* INSTRUCTION:
Pull out every line in the entries that contains the string "each", matching case exactly.

* Part of a data file:
+--

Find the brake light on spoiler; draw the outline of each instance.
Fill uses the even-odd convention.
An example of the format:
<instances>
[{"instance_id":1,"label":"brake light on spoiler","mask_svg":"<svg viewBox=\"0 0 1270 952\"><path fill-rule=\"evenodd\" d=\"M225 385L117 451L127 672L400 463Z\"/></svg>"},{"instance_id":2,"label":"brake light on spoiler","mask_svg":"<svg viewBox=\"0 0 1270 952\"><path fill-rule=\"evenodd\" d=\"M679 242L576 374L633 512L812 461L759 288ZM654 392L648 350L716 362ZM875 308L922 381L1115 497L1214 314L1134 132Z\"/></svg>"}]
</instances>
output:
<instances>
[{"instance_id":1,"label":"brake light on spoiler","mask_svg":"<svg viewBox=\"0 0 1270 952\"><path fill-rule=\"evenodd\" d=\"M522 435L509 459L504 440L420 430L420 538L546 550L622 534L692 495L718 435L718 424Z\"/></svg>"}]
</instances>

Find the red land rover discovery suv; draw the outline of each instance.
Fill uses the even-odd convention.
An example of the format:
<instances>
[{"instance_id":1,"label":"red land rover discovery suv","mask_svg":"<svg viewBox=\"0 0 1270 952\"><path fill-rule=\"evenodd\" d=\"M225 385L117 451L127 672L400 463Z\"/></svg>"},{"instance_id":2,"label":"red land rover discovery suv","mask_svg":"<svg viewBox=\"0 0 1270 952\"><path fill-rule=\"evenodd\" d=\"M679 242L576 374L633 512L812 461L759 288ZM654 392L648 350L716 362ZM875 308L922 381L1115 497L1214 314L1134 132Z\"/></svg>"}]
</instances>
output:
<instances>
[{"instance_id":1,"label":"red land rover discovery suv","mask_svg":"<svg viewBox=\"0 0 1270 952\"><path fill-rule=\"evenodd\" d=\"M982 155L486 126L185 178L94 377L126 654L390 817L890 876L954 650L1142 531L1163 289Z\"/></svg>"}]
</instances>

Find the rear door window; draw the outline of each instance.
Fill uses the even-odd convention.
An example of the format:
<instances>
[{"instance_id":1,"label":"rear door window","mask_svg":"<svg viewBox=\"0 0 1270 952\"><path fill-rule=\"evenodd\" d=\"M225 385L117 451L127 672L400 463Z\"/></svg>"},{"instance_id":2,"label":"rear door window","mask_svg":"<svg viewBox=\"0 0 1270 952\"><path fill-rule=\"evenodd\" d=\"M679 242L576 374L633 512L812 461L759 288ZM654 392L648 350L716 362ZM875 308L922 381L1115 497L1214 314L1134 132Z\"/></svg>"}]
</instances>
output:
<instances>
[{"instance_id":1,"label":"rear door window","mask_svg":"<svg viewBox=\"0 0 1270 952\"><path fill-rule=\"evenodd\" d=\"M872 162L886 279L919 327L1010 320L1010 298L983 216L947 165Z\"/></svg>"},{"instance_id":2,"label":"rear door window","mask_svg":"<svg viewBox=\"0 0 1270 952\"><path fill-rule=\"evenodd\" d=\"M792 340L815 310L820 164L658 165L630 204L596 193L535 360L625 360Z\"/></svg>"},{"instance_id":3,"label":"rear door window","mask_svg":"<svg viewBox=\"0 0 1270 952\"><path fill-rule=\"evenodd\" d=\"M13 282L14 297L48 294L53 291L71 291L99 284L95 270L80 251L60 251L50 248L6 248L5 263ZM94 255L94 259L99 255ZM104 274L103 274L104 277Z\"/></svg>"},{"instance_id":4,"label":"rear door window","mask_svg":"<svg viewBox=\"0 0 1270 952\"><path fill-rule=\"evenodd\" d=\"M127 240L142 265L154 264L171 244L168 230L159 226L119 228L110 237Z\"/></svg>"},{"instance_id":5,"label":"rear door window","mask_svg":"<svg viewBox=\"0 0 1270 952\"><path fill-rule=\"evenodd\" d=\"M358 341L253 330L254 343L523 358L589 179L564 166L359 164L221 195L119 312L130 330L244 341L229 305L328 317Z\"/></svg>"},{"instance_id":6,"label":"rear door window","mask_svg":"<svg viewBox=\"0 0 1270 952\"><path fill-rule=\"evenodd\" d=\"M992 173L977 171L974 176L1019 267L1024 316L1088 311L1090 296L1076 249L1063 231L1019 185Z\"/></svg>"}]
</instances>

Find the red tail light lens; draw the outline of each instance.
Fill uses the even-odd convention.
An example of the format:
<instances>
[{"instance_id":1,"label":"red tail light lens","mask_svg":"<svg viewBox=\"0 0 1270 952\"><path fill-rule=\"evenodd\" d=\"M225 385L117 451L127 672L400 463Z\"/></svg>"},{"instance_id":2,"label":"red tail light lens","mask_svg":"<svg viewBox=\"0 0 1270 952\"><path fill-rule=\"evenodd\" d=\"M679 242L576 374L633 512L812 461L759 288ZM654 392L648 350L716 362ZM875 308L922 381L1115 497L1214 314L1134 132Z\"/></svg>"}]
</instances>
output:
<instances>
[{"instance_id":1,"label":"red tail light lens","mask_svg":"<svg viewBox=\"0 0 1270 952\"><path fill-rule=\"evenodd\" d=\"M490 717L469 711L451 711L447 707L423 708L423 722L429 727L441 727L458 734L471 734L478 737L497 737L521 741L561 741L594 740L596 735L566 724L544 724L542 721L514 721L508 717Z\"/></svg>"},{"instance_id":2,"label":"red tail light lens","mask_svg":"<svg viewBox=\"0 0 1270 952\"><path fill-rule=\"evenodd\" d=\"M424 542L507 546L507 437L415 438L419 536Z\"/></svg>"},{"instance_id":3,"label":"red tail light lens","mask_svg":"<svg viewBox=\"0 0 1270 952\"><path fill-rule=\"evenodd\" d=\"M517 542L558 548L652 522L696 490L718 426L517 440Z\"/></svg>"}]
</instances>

+--

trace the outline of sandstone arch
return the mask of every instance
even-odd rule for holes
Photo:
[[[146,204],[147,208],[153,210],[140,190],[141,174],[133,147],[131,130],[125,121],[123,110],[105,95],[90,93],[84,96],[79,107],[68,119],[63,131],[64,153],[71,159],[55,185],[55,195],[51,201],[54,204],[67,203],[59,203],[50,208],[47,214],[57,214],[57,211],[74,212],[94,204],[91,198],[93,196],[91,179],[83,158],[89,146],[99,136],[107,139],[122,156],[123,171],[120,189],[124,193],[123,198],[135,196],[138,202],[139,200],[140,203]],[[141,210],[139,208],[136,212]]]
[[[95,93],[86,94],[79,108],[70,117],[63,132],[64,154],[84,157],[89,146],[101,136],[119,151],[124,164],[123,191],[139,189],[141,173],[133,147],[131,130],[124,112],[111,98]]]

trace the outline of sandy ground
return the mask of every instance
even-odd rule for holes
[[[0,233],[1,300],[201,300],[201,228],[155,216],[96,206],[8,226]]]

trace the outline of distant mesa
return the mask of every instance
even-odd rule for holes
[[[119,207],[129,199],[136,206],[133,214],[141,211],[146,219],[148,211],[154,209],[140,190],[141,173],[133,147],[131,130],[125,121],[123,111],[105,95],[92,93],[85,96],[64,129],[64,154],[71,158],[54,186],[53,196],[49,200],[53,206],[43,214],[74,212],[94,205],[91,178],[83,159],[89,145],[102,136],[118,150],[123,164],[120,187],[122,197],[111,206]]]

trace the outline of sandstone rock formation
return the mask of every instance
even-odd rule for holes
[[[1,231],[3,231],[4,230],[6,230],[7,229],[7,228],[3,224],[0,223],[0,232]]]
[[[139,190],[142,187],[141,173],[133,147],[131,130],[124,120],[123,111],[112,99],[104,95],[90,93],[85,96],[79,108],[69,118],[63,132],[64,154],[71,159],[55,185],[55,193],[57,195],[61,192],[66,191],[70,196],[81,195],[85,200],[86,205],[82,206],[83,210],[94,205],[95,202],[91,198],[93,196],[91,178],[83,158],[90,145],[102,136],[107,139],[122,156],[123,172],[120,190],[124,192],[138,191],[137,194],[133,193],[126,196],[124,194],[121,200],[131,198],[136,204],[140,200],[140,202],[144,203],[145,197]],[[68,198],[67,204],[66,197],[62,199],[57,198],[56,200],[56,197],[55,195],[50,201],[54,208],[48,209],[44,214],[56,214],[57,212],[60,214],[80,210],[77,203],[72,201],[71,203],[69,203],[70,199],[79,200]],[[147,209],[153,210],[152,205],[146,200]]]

+--

* CORRECT RESULT:
Find the brake light on spoiler; draw the outline of each instance.
Find the red land rover discovery suv; draw the outline of each instance.
Find the rear door window; draw the outline of each instance.
Find the red tail light lens; draw the outline of each instance.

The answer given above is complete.